======== Text under study
(AUSTIN, Texas) — Outgoing Rep. Liz Cheney, R-Wyo., reiterated this weekend that she would campaign against election deniers, singling out Republican gubernatorial nominees in Arizona and Pennsylvania who’ve floated conspiracy theories about the 2020 presidential race.
Cheney, who lost her primary last month to a challenger endorsed by former President Donald Trump, said at the Texas Tribune Festival in Austin on Saturday that she would seek to prevent Arizona Republican Kari Lake and Pennsylvania Republican Doug Mastriano from being elected to their states’ governors’ mansions.
“I’m going to do everything I can to make sure Kari Lake is not elected,” Cheney said at the closing night of the Texas Tribune Festival in Austin.
“I think we have to do everything we can in ’22 to make sure those people don’t get elected,” she added.
Turning to the governor’s race in Pennsylvania, she said, “We have to make sure [Doug] Mastriano doesn’t win.”
She also criticized Republican leaders like Virginia Gov. Glenn Youngkin for, in her words, accommodating election deniers even as she praised Youngkin because he “hasn’t bought into the toxin of Donald Trump.”
When asked if her efforts to stop Lake, Mastriano and others could include campaigning for Democrats, Cheney simply replied, “Yes.”
“In this election, you have to vote for the person who actually believes in democracy,” she said. “And that is just crucial, because if we elect election deniers, if we elect people who said that they’re not going to certify results or who are going to try to steal elections, then we really are putting the republic at risk.”
================
======== Entries provided
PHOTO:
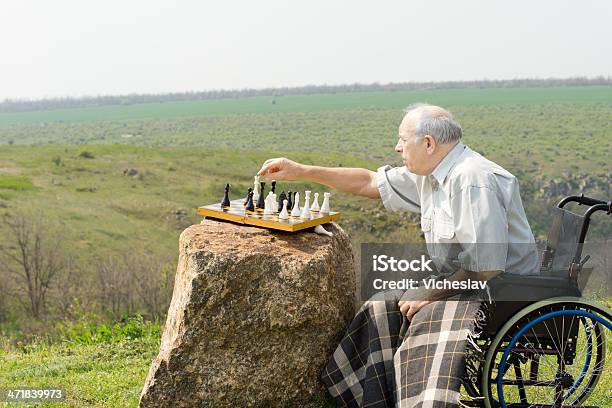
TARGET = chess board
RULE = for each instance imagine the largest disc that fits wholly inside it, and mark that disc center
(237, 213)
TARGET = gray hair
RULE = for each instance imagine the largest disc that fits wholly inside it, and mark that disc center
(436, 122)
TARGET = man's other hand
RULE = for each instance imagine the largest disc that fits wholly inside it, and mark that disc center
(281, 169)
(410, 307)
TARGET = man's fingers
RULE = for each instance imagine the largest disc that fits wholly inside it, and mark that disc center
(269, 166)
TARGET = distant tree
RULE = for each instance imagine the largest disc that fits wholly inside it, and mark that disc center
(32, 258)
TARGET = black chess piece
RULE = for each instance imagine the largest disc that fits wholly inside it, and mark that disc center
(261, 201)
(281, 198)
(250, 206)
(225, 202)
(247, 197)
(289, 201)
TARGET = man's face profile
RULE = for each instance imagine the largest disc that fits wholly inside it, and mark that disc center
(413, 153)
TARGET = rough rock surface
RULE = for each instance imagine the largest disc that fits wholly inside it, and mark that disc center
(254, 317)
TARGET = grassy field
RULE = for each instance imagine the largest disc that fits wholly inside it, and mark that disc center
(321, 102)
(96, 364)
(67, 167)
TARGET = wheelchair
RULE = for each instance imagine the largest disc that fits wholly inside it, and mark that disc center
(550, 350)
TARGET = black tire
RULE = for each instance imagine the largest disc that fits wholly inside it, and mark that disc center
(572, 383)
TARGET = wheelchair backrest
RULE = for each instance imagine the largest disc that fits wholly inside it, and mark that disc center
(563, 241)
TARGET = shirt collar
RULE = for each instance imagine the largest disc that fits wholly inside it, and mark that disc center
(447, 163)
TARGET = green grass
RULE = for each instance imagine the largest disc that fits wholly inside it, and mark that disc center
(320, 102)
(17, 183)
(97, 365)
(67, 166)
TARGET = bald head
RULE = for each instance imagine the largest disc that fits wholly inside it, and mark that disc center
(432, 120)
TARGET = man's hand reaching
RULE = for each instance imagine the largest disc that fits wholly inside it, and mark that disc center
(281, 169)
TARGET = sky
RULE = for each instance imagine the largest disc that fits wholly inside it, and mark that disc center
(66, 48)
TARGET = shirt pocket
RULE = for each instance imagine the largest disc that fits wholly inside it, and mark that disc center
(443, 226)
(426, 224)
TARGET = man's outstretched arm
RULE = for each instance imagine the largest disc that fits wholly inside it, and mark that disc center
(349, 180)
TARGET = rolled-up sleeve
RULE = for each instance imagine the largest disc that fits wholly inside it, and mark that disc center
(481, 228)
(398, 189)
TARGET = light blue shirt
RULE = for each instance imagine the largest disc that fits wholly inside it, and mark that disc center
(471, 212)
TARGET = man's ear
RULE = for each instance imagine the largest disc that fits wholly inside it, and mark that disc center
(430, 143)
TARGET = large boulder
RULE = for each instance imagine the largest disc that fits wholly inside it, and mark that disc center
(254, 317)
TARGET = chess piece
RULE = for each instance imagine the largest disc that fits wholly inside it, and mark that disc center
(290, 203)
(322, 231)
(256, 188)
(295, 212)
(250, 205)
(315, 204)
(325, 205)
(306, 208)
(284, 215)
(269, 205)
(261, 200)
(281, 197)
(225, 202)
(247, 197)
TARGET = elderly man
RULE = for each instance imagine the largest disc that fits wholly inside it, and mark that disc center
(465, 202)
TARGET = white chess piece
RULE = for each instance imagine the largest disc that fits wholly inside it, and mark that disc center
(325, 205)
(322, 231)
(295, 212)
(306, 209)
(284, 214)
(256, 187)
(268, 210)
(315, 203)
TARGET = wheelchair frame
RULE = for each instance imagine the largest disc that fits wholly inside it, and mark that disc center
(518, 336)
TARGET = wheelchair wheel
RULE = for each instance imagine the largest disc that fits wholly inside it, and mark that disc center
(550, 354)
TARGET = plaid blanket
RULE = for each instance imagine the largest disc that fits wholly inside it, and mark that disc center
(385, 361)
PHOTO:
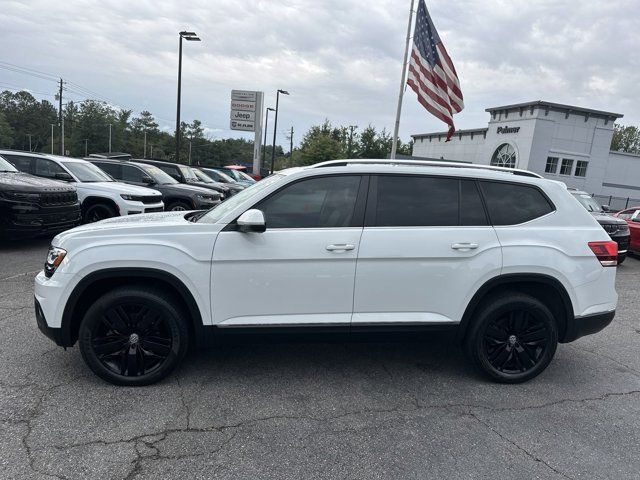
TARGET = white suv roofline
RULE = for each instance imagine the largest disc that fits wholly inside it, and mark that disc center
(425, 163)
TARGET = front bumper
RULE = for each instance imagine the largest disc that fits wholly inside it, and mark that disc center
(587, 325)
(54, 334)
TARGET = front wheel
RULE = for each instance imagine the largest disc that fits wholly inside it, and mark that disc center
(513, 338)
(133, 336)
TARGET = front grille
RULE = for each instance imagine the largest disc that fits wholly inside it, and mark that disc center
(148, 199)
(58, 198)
================
======== Entries provided
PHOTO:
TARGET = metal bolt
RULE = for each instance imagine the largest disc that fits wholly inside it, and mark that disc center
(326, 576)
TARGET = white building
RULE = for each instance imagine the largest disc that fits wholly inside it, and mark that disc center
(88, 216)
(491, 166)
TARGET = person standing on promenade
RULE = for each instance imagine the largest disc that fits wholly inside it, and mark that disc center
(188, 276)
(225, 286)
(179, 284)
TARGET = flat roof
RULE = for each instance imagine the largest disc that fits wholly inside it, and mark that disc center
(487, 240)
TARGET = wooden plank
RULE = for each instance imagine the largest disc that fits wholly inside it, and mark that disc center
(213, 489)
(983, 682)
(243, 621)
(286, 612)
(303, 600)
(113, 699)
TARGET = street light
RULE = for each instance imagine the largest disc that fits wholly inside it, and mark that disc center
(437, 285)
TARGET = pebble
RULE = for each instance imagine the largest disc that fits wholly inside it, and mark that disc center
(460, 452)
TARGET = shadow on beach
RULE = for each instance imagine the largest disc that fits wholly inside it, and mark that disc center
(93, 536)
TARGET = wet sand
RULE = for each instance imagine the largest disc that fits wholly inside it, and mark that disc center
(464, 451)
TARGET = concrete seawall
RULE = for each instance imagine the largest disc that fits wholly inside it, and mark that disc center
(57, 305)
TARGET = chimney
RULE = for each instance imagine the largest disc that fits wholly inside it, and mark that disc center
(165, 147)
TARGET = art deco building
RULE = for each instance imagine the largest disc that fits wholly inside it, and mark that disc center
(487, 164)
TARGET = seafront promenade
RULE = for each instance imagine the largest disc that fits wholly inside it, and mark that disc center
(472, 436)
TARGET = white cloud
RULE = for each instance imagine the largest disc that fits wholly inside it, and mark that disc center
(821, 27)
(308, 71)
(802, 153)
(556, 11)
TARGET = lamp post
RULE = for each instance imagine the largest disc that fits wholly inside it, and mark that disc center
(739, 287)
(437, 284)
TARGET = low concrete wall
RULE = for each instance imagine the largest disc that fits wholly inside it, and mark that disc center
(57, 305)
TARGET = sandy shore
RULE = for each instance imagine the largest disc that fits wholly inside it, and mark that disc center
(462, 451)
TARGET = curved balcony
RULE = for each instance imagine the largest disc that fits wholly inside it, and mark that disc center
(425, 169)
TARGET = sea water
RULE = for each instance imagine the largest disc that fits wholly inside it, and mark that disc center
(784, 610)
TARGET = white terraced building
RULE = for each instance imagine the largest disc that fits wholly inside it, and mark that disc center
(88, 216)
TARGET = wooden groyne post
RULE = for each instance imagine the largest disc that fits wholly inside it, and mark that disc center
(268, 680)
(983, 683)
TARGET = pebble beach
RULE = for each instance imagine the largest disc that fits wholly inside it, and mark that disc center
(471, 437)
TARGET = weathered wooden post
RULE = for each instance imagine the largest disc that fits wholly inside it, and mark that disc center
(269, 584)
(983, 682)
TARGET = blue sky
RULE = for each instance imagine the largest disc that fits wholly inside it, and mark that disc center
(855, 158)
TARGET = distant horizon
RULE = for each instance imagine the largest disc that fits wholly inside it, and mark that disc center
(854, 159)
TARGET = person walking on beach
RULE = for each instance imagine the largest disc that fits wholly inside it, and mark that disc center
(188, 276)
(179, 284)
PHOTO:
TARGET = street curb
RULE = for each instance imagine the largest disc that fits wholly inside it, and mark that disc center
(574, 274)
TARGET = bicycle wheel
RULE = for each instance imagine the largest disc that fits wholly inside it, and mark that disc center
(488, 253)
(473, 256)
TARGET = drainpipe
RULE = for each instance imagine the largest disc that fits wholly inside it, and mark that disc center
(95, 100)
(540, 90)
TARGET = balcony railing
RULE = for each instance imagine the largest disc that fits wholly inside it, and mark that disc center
================
======== Entries provided
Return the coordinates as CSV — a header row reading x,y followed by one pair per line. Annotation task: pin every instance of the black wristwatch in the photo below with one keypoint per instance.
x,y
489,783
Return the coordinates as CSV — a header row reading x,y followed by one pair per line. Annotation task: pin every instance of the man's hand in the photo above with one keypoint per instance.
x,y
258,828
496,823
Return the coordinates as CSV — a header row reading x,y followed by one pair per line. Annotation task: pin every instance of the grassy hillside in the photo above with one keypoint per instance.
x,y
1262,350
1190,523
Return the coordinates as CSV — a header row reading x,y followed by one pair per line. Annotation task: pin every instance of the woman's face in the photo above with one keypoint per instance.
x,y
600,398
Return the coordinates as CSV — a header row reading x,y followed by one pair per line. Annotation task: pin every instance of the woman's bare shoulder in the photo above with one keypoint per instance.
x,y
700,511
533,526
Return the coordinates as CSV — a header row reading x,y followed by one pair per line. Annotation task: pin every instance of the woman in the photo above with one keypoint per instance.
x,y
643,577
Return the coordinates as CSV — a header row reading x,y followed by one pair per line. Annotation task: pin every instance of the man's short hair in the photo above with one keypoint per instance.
================
What the task asks: Resume the news report on Liz Cheney's remarks at the Texas Tribune Festival, starting right after its final paragraph.

Answer for this exercise:
Cheney’s latest comments offer more specificity on a vow she made earlier this year while being interviewed by ABC News: to make faith in the electoral process a litmus test in the midterms.
“I’m going to be very focused on working to ensure that we do everything we can not to elect election deniers. … We’ve got election deniers that have been nominated for really important positions all across the country. And I’m going to work against those people, I’m going to work to support their opponents; I think it matters that much,” she told ABC News’ Jonathan Karl in August.
In taking on Lake and Mastriano, Cheney is challenging two far-right Republicans who are popular with conservative voters and who could have outsized sway in two key presidential battlegrounds.
Lake has been adamant in making unfounded claims that election fraud threw the 2020 White House race and has said she wouldn’t have certified Arizona’s results from that year.
Mastriano, who has promoted similar groundless allegations, would have the power as governor to appoint Pennsylvania’s secretary of state, who oversees elections there.
After Cheney’s criticism Saturday, Lake shot back in an interview on Fox News, pointing to Cheney’s loss in Wyoming last month.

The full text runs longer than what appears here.